DATASET RECORDS ->

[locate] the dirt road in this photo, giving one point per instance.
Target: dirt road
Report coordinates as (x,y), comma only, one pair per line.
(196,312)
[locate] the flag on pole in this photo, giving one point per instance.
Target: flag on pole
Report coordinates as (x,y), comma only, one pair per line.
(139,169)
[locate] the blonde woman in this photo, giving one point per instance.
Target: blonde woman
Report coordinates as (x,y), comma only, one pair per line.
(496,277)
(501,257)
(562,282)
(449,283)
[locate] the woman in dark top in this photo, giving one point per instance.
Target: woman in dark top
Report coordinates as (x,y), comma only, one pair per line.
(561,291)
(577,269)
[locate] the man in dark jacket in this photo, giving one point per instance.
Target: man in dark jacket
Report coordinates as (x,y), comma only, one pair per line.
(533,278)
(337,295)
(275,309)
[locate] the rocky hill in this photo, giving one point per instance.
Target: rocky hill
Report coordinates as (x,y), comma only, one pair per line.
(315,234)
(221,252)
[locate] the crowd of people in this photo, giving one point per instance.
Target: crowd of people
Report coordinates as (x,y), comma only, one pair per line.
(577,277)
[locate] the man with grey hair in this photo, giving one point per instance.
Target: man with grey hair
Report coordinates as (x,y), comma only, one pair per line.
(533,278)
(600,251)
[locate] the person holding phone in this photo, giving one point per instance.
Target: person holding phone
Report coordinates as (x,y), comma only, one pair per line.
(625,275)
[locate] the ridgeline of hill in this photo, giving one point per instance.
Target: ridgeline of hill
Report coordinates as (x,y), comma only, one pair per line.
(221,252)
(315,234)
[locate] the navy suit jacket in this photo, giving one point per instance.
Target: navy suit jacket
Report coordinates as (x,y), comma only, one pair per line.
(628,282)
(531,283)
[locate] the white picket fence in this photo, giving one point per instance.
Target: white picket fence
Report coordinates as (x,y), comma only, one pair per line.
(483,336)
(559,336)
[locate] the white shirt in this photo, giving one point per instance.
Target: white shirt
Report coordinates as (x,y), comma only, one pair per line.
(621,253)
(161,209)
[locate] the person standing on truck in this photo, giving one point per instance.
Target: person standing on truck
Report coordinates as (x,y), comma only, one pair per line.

SET TASK ->
Reproduce each record shown above without altering a single word.

WRITTEN ANSWER ->
[locate] the dirt road in this photo, giving one point per instance.
Target: dirt road
Report coordinates as (x,y), comma only, one pair per line.
(196,312)
[locate] the flag on pole in this photo, giving one point per instance.
Target: flag on pole
Report coordinates as (x,y), comma only, one pair per line.
(139,169)
[locate] the blonde woman in this photo, giving one point per instance.
Target: blonde woman
Report coordinates as (x,y), comma only, one pair per line.
(496,277)
(501,257)
(562,282)
(449,283)
[locate] the woman in dark top in this photo, giving one point per instance.
Target: woman in dark top
Report coordinates as (x,y), comma only, one pair per line.
(561,291)
(577,269)
[locate] the man in dark jacket in this photo, giving one point per instance.
Target: man in dark jacket
Report coordinates as (x,y), comma only, one pair per line.
(533,278)
(337,295)
(275,309)
[locate] the rocky hill in this photo, giving one point per instance.
Target: rocky hill
Report coordinates as (x,y), comma only, one pair per line.
(315,234)
(221,252)
[locate] the crowd of people in this photo, giving one point per instance.
Target: crowd of people
Report coordinates as (x,y), comma only, one pair per line.
(577,277)
[locate] the man with grey hair in this photo, giving one point per instance.
Target: man with grey hair
Report coordinates as (x,y), comma only, one pair per line.
(533,278)
(600,251)
[locate] the person holding phone in this photo, giving one point per instance.
Target: person holding phone
Report coordinates as (x,y), comma only, one pair per line.
(625,275)
[locate] the ridgeline of hill in this photo, giving one point per instance.
Target: ridgeline of hill
Report coordinates as (x,y), comma only, one pair per line.
(221,252)
(315,234)
[locate] the navy suit jacket in this photo, giving one point per instance.
Target: navy suit jacket
Report coordinates as (x,y), comma only, one pair per line.
(628,282)
(531,283)
[locate] the white picket fence in this photo, giving one point per instance.
Target: white picket fence
Report coordinates as (x,y), comma only, one pair per line.
(483,336)
(559,336)
[locate] the white shirt in this photo, giving one point per instance.
Target: white shirt
Report coordinates as (x,y), comma only, one pair per line.
(621,253)
(161,209)
[locate] the person standing on truck in this photo, giving one point per instance.
Target: person standing on truck
Report coordinates as (x,y), comma only, one pair per line.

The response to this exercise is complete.